» **WORK INSTRUCTION**: Only the lines below, from the one with "Target: person in black jacket" through the one with "Target: woman's right hand", are to be written out, exactly.
Segment Start: RAW DATA
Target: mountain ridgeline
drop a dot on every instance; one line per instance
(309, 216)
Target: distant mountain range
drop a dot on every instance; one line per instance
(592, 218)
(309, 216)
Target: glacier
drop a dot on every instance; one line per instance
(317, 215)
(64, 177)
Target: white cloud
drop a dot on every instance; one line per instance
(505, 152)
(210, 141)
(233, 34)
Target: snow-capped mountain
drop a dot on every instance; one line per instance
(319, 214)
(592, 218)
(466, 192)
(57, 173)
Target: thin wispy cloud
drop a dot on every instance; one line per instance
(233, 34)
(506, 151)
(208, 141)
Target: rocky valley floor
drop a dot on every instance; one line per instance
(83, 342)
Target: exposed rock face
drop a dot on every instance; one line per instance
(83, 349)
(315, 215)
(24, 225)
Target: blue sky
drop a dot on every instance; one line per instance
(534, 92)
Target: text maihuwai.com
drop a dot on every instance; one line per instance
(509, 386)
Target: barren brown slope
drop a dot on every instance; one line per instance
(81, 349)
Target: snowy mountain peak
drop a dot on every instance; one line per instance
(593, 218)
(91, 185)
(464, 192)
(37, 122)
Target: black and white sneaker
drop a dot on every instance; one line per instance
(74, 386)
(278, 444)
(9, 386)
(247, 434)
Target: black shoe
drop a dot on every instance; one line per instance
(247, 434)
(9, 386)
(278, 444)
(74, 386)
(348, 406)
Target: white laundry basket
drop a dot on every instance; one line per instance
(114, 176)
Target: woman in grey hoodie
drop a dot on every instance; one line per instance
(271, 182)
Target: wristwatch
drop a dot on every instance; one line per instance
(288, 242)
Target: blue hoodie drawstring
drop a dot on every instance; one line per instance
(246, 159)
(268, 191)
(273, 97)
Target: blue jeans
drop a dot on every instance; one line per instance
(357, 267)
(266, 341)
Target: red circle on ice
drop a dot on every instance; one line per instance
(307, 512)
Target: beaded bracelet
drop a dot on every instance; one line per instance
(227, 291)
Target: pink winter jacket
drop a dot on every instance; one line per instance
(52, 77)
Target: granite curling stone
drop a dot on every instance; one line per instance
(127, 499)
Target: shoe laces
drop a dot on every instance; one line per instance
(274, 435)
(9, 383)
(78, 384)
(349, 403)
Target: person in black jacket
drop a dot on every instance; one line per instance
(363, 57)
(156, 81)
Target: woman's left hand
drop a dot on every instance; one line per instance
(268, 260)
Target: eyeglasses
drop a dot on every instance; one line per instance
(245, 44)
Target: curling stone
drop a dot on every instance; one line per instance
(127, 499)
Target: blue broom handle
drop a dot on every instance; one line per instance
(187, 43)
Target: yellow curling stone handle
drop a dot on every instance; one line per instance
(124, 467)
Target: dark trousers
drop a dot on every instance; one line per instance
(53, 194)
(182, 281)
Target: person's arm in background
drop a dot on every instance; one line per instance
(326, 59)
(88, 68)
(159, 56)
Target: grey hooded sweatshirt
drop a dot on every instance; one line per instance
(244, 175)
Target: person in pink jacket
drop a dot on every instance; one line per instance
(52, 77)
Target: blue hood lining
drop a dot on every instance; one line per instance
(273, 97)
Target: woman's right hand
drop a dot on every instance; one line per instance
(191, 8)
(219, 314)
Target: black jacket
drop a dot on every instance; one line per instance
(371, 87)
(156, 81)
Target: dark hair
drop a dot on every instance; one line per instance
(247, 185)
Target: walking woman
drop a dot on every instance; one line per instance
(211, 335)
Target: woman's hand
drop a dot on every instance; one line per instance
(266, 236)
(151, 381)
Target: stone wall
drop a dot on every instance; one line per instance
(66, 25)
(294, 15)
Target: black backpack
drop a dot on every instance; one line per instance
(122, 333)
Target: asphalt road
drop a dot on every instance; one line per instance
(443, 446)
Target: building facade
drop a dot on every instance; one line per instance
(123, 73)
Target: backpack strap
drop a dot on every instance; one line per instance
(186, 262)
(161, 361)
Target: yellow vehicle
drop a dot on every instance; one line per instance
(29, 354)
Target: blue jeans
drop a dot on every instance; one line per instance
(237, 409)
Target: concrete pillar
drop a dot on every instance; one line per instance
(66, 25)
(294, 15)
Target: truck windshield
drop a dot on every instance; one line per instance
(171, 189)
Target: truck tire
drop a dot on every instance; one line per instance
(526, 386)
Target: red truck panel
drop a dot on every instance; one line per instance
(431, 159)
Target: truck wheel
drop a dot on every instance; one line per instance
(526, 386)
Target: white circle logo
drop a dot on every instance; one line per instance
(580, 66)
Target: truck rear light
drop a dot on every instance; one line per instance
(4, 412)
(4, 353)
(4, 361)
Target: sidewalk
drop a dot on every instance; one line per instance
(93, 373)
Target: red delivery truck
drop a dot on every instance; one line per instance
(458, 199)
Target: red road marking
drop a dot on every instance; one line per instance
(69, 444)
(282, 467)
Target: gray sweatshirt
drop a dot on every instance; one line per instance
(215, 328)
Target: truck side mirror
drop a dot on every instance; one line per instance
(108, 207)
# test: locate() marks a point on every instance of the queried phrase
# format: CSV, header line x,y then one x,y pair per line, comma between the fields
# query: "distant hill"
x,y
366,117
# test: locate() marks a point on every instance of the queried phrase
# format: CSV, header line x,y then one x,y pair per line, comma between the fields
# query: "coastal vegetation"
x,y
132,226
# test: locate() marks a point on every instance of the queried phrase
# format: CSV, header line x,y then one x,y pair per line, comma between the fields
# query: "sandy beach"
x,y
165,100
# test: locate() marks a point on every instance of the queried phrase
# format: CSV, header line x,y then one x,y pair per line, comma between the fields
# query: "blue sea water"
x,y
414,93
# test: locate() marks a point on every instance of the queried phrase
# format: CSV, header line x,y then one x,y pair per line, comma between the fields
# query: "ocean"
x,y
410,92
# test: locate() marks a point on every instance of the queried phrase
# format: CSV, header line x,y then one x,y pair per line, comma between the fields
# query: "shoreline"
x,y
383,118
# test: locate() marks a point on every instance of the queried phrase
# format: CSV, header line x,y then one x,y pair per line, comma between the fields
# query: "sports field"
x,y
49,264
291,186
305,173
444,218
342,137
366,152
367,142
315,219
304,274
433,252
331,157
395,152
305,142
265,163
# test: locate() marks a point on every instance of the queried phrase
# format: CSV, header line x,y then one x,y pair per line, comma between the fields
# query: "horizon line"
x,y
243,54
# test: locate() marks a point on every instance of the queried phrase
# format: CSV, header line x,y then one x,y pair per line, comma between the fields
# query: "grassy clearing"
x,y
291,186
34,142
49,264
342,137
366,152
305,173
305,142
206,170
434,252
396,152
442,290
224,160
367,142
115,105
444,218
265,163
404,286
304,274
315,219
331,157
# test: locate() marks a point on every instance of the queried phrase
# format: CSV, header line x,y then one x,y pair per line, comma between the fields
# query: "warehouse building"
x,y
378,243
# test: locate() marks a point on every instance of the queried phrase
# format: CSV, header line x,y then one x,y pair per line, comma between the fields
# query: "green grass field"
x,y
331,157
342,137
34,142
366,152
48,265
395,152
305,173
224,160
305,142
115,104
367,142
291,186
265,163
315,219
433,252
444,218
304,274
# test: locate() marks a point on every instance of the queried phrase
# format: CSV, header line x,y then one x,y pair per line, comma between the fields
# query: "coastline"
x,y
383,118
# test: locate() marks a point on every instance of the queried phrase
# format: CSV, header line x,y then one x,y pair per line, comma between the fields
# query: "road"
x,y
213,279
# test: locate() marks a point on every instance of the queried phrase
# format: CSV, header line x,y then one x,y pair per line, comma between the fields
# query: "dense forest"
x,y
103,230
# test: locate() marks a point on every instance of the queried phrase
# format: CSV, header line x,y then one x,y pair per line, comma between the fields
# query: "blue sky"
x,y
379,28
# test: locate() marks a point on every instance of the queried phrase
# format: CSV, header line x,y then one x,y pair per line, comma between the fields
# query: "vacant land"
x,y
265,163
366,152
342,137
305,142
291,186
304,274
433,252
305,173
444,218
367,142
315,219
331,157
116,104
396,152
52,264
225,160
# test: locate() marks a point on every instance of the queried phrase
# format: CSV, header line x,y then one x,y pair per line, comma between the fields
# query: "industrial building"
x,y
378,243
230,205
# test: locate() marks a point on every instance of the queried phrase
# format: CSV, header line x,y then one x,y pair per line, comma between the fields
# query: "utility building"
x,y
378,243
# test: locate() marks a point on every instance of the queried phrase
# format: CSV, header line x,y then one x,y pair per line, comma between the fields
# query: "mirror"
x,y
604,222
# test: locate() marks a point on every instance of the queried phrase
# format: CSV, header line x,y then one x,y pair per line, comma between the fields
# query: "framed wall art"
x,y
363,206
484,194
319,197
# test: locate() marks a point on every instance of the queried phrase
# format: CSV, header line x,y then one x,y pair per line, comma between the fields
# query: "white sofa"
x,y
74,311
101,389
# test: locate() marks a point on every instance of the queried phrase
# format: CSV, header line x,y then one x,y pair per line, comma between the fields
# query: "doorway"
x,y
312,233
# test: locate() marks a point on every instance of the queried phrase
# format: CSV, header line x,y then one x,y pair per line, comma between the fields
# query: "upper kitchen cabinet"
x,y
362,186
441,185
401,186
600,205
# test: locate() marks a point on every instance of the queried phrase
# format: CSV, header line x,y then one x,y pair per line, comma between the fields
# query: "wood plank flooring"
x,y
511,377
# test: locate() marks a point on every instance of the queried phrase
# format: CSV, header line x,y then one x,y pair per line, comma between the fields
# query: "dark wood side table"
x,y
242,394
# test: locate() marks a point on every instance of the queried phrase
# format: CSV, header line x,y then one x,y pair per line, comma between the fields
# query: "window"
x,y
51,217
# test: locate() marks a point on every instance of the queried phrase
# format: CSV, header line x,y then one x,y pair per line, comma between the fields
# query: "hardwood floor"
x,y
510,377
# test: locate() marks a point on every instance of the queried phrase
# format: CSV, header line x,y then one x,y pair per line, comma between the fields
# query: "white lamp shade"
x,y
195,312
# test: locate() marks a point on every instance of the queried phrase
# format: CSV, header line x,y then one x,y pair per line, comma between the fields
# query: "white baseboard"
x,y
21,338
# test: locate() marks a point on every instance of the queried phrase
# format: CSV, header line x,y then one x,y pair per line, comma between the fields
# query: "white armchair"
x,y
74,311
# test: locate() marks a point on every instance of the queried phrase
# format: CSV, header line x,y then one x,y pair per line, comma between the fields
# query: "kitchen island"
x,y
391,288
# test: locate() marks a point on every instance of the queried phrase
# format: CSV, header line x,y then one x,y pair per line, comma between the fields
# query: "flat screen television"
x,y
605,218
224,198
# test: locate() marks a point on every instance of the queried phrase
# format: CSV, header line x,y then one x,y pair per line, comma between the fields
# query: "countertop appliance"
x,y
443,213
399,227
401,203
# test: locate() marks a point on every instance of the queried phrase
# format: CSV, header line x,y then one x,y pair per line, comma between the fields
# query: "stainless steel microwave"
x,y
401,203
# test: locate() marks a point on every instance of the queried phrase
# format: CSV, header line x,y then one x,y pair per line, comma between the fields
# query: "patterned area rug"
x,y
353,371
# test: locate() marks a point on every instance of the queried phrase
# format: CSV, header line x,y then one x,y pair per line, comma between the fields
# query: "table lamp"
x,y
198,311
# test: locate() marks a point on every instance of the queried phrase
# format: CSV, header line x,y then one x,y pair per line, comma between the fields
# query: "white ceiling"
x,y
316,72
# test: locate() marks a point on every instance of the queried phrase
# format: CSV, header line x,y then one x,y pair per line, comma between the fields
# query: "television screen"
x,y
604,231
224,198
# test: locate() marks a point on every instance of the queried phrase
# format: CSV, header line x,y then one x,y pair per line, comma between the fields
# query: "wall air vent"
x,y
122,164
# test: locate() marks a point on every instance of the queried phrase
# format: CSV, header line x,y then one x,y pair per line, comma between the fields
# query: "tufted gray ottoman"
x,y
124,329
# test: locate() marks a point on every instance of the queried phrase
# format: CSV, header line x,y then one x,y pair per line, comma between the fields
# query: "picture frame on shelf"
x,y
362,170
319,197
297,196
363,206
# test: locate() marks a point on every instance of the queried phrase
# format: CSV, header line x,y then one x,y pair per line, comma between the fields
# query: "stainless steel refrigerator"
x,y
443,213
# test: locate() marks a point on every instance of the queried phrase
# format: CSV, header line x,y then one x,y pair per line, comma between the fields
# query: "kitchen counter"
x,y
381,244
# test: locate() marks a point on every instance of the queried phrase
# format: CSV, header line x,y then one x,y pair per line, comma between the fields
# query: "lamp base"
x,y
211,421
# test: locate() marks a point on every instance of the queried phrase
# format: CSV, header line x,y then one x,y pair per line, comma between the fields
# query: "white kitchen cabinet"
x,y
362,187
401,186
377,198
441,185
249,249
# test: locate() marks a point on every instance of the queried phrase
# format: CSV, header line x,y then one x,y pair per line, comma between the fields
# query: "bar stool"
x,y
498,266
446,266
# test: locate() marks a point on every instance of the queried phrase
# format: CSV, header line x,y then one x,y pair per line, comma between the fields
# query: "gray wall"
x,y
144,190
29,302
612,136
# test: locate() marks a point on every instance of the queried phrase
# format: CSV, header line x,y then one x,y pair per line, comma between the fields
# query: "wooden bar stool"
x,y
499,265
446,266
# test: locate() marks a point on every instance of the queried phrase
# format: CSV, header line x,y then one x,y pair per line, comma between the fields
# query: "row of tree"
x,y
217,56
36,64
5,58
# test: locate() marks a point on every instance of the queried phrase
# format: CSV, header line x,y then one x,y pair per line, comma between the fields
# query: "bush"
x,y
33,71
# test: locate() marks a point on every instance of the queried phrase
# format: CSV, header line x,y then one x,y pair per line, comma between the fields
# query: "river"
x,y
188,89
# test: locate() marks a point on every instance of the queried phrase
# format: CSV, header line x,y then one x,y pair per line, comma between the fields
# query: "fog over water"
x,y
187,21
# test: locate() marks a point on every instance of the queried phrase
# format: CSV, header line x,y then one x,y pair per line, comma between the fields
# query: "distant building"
Segment End: RAW DATA
» **RESPONSE BOX**:
Target: person in black jacket
drop a dot on every instance; one line per instance
(363, 57)
(156, 81)
Target: woman's left hand
drop a dot on every instance; one line per instance
(268, 260)
Target: eyeglasses
drop a dot on every instance; one line per instance
(245, 44)
Target: curling stone
drop a dot on every instance; one line per instance
(127, 499)
Target: blue broom handle
drop a dot on every instance; one line per instance
(187, 43)
Target: yellow curling stone handle
drop a dot on every instance; one line per instance
(124, 467)
Target: dark trousers
drop a dot on every instance; one line per instance
(53, 194)
(182, 281)
Target: person's arm in background
drop a dot on every instance; one line per instance
(326, 59)
(88, 68)
(159, 56)
Target: grey hooded sweatshirt
drop a dot on every instance; one line per instance
(244, 175)
Target: person in pink jacket
drop a dot on every instance; one line per instance
(52, 77)
Target: blue hood lining
drop a dot on every instance; one line per instance
(273, 97)
Target: woman's right hand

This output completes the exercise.